The poem begins with Arthur asking the porter's name. Glewlwyd Gafaelfawr duly identifies himself and returns the question, upon which Arthur names himself and says his party consists of Cai the Fair and "the best men in the world". Glewlwyd demands Arthur vouch for them, so Arthur names his men and praises their exploits: Mabon son of Modron, Uthr Pendragon's servant; Cyscaint son of Banon; Gwyn Goddyfrion; Manawydan son of Llŷr, who bore "pierced shields from Tryfrwyd"; Mabon son of Mellt; Anwas the Winged and Llwch the Windy-Handed, who have been defending Edinburgh; and finally Cai, who "would implore them, while he slew them, three at a time."

The subject now turns to Arthur himself, who is said to have fought against a witch in the hall of Afarnach, against a certain Pen Palach in the dwellings of Disethach, and against dog-heads at the mount of Edinburgh. Bedwyr Perfect-Sinew slew his enemies by the hundred, and he fought ferociously on the shores of Tryfrwyd. [It has been suggested that this passage about Arthur and Bedwyr is spoken not by Arthur but by Cai.]

Arthur again praises at length Cai's prowess in battle, only to interrupt himself with the reflection that

I had servants,
it was better when they were alive.

"Before the lords of Emrys", Arthur says, "I saw Cai at haste." Not only is his vengeance heavy and his anger bitter, but

When he drank from a horn
he would drink like four.

So mighty a warrior is Cai that his death can only be contrived by God himself. Cai and Llachau, we are told, "fulfilled battles". Cai attacked nine witches at the peak of Ystafngwn, and lions in Anglesey. Then follows the beginning of a description of another of Cai's adversaries, the terrible cat of Palug, against whom "his shield was polished".

Nine-score soldiers
would fall as its food;
nine-score champions…

The rest of the poem is lost.

==Date and place of origin==

The dating of Old Welsh texts presents great problems, even the linguistic criteria for dating them not having yet been agreed on. Pa Ŵr is a case in point. In 1959 the great linguist Kenneth Hurlstone Jackson went no further than saying that it was probably older than the Norman period. In later years Rachel Bromwich, John Bollard and A. O. H. Jarman were agreed in assigning it to the 10th or 11th century, with Brynley Roberts tentatively narrowing that down to the 10th, though John T. Koch believed that the 9th century or even the 8th was possible. However, recent scholarly opinion has tended to favour a later date of around 1100.

- PROMPT 1: Translate this sentence from the passage about Pa Ŵr into Spanish: "So mighty a warrior is Cai that his death can only be contrived by God himself."
- PROMPT 2: Give a two-sentence summary of the passage about Pa Ŵr.
- PROMPT 3: Quote the passage about Pa Ŵr word for word, starting with "The subject now" and going on through "drink like four.".
The listing that comes after this passage isn't needed for anything here.

- PROVIDED RECORDS:
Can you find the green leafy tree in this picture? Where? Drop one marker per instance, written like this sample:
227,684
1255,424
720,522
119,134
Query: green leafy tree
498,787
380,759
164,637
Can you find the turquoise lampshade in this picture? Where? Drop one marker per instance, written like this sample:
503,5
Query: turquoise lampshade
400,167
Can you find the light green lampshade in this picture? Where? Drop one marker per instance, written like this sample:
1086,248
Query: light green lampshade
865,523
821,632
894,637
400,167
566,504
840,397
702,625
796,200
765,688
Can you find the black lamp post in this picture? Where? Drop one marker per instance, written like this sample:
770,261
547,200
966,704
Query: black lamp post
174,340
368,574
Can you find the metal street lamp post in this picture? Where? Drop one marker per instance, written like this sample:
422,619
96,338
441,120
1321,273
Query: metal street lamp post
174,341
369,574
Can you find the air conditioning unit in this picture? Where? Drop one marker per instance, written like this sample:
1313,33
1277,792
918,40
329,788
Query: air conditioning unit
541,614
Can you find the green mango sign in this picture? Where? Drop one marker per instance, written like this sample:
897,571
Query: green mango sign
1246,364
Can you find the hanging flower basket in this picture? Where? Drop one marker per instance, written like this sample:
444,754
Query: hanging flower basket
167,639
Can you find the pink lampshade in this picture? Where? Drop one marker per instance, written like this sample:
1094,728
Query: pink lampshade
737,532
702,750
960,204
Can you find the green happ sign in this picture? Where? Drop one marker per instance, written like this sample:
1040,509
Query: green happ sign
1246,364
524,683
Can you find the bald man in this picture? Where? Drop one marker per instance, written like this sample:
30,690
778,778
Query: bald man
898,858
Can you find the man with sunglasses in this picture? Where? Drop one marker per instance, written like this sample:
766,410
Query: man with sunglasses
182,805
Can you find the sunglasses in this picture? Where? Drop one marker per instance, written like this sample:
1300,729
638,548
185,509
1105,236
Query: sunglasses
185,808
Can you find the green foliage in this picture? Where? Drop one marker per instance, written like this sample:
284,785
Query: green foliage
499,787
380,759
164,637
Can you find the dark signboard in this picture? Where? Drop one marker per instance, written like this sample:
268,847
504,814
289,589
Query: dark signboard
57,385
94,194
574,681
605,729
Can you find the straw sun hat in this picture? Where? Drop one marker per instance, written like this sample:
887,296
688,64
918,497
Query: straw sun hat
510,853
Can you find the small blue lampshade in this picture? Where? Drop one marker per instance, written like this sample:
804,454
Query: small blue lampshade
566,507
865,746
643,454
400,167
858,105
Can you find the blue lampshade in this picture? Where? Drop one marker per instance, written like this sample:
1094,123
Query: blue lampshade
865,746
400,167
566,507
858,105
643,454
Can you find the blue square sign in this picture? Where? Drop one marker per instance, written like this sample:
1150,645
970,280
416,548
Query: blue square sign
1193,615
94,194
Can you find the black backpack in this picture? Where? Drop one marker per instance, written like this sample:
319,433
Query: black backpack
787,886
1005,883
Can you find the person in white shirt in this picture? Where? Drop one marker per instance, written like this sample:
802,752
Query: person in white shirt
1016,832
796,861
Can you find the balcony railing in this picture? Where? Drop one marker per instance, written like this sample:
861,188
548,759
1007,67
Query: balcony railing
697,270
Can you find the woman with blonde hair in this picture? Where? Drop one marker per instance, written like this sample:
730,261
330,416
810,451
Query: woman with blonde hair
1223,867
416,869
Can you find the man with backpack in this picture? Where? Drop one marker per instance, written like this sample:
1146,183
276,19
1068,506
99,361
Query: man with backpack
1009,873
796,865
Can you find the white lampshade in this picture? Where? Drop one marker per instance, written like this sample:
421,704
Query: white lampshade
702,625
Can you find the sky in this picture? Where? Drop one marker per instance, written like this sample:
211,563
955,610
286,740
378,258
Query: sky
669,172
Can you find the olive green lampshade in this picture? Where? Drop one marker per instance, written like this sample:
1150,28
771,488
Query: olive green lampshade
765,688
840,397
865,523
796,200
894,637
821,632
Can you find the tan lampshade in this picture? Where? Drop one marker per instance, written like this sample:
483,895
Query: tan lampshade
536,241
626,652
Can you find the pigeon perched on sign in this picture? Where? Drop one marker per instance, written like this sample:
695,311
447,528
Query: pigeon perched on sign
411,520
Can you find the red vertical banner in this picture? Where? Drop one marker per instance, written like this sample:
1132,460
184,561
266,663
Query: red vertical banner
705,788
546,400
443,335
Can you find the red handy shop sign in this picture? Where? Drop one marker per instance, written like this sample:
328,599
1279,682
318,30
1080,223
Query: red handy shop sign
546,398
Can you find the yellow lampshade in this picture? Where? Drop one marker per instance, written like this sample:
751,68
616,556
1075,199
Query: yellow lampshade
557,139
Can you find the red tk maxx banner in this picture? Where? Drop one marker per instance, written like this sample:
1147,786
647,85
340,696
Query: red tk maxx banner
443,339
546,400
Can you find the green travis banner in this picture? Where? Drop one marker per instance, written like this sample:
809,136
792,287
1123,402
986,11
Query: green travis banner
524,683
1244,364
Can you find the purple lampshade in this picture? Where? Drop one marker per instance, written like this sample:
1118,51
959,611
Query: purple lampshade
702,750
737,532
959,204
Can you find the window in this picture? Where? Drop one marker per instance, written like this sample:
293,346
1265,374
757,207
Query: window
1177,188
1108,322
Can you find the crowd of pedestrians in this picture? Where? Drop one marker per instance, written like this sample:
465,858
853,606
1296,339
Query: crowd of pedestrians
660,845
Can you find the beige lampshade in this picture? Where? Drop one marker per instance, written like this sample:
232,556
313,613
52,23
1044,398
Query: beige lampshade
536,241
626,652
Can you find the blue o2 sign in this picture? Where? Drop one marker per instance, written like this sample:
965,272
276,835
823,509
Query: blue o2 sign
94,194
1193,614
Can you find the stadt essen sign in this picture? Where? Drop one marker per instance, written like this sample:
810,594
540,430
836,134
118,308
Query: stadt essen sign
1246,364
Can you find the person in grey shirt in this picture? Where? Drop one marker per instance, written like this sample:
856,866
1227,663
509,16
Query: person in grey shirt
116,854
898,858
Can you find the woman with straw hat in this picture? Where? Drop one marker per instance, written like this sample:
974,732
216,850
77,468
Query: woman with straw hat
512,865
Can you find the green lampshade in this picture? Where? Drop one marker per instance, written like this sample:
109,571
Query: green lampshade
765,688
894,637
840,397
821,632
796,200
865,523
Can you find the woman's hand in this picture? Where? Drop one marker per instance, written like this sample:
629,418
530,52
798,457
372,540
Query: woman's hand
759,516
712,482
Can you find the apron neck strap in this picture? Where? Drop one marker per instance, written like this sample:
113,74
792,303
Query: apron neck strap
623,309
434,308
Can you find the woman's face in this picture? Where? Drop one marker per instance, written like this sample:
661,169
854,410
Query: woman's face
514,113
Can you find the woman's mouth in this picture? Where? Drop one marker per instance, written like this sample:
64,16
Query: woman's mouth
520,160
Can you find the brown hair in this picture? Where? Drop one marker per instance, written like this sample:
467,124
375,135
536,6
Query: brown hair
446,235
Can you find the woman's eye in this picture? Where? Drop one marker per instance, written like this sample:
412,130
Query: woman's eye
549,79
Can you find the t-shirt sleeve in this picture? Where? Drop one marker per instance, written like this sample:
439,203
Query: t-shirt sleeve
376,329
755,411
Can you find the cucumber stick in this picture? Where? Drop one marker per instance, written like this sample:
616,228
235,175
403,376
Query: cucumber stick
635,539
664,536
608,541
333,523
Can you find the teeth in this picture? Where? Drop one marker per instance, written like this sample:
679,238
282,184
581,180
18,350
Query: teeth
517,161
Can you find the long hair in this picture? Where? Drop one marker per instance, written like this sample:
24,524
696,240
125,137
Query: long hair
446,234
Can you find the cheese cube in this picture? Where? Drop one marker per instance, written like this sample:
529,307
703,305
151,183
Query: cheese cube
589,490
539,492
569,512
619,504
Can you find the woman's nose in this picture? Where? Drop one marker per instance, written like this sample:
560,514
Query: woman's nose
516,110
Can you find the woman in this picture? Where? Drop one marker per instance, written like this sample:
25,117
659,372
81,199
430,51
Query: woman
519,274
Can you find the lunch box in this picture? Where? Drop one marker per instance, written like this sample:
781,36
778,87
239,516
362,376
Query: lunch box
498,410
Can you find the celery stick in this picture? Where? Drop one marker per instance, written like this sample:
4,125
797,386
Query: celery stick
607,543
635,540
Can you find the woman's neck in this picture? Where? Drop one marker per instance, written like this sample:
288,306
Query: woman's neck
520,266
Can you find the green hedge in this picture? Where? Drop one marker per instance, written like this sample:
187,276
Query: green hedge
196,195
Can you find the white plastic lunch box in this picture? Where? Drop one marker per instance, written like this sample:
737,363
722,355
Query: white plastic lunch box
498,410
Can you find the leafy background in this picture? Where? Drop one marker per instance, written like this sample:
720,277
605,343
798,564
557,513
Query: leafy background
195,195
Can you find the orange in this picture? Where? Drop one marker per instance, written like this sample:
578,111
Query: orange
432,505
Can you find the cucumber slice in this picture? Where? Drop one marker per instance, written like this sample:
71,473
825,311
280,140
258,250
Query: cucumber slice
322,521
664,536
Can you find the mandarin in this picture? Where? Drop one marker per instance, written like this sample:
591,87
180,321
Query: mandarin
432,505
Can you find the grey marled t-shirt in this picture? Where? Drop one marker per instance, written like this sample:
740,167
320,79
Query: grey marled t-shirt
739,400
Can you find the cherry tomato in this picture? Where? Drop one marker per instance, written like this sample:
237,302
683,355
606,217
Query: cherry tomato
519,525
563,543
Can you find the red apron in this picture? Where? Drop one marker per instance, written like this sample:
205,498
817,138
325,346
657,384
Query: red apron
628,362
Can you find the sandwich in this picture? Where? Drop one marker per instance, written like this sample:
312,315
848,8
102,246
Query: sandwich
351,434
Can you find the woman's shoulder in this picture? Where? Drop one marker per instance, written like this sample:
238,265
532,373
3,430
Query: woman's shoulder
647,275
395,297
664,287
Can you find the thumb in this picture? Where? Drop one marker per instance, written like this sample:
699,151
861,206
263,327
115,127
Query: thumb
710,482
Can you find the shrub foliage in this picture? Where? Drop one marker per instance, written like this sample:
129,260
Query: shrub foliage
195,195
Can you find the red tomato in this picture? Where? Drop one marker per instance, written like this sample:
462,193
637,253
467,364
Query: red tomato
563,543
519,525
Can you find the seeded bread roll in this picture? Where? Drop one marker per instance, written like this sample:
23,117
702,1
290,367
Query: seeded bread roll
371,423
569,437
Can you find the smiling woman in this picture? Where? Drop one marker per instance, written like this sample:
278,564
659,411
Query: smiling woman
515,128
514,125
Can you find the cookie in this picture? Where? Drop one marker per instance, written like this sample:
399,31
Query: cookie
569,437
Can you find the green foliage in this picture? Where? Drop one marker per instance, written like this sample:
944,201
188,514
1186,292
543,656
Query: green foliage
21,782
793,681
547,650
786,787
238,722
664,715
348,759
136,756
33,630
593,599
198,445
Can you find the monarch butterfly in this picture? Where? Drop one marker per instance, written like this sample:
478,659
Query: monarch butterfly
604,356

- EXERCISE SOLUTION 1: Cai es un guerrero tan poderoso que solo Dios mismo puede tramar su muerte.

- EXERCISE SOLUTION 2: The poem opens with Arthur and the porter Glewlwyd Gafaelfawr trading names, after which Arthur vouches for his men by praising their deeds, above all those of Cai, whose fights against witches, lions and the cat of Palug are described before the rest of the poem is lost. Dating the poem is difficult, with scholars placing it anywhere from the 8th to the 11th century, though recent opinion has tended to favor a date around 1100.

- EXERCISE SOLUTION 3:
The subject now turns to Arthur himself, who is said to have fought against a witch in the hall of Afarnach, against a certain Pen Palach in the dwellings of Disethach, and against dog-heads at the mount of Edinburgh. Bedwyr Perfect-Sinew slew his enemies by the hundred, and he fought ferociously on the shores of Tryfrwyd. [It has been suggested that this passage about Arthur and Bedwyr is spoken not by Arthur but by Cai.]

Arthur again praises at length Cai's prowess in battle, only to interrupt himself with the reflection that

I had servants,
it was better when they were alive.

"Before the lords of Emrys", Arthur says, "I saw Cai at haste." Not only is his vengeance heavy and his anger bitter, but

When he drank from a horn
he would drink like four.